● **Task prompt**: List every line from the items below that contains the word "image", reproducing each line in full.

● **Records for this task**:

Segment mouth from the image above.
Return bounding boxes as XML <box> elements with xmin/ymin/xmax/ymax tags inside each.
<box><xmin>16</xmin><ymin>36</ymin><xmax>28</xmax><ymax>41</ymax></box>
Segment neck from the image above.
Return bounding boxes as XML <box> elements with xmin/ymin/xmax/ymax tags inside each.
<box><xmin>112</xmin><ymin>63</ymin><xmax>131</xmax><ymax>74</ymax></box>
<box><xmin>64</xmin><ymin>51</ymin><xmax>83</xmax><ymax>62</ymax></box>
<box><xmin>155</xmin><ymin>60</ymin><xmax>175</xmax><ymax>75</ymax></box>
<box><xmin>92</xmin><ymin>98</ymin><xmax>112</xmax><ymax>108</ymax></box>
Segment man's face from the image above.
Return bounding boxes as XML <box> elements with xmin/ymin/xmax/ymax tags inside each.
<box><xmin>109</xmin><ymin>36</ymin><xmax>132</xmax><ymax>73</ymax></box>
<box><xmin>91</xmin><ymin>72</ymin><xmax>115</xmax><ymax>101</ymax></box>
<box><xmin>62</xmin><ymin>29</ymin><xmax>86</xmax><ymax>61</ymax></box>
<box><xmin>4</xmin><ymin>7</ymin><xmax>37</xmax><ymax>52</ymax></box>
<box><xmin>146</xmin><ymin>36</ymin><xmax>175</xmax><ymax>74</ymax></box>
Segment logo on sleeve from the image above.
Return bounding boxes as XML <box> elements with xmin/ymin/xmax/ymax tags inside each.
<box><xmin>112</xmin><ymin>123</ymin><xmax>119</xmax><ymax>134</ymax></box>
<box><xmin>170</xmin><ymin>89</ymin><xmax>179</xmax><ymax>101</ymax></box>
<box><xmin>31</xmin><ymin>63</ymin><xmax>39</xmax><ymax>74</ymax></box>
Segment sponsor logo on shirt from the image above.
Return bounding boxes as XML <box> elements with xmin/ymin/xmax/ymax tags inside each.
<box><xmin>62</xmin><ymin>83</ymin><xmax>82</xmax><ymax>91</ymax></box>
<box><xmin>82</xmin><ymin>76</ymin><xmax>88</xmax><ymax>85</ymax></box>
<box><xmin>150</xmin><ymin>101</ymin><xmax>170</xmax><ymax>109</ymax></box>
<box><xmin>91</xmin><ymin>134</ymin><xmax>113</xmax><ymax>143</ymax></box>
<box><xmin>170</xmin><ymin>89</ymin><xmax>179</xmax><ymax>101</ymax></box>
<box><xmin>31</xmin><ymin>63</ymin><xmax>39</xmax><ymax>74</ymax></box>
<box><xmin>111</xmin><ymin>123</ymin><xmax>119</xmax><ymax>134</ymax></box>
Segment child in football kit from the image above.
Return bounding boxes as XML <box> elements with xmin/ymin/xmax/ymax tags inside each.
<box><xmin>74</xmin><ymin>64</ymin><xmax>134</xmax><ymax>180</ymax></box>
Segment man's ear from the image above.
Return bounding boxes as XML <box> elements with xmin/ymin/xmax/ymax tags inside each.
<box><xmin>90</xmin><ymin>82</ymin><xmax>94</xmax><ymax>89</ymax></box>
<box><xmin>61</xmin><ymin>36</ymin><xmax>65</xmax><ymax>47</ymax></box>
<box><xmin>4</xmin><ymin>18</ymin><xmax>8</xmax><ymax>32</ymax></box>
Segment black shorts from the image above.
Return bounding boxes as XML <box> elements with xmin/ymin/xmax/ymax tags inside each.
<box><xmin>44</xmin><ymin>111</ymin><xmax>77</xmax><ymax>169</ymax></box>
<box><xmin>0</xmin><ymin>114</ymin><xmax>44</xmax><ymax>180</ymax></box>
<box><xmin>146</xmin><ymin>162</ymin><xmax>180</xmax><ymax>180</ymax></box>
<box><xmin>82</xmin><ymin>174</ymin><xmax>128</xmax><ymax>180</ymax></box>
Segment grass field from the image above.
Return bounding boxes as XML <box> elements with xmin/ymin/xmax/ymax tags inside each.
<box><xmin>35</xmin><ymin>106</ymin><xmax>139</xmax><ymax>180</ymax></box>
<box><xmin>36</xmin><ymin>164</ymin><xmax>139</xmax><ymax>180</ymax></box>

● **Full answer**:
Segment mouth from the image above.
Segment neck from the image above.
Segment man's face from the image above.
Segment logo on sleeve from the image above.
Segment sponsor logo on shirt from the image above.
Segment child in football kit from the image above.
Segment man's ear from the image above.
Segment black shorts from the image above.
Segment grass field from the image above.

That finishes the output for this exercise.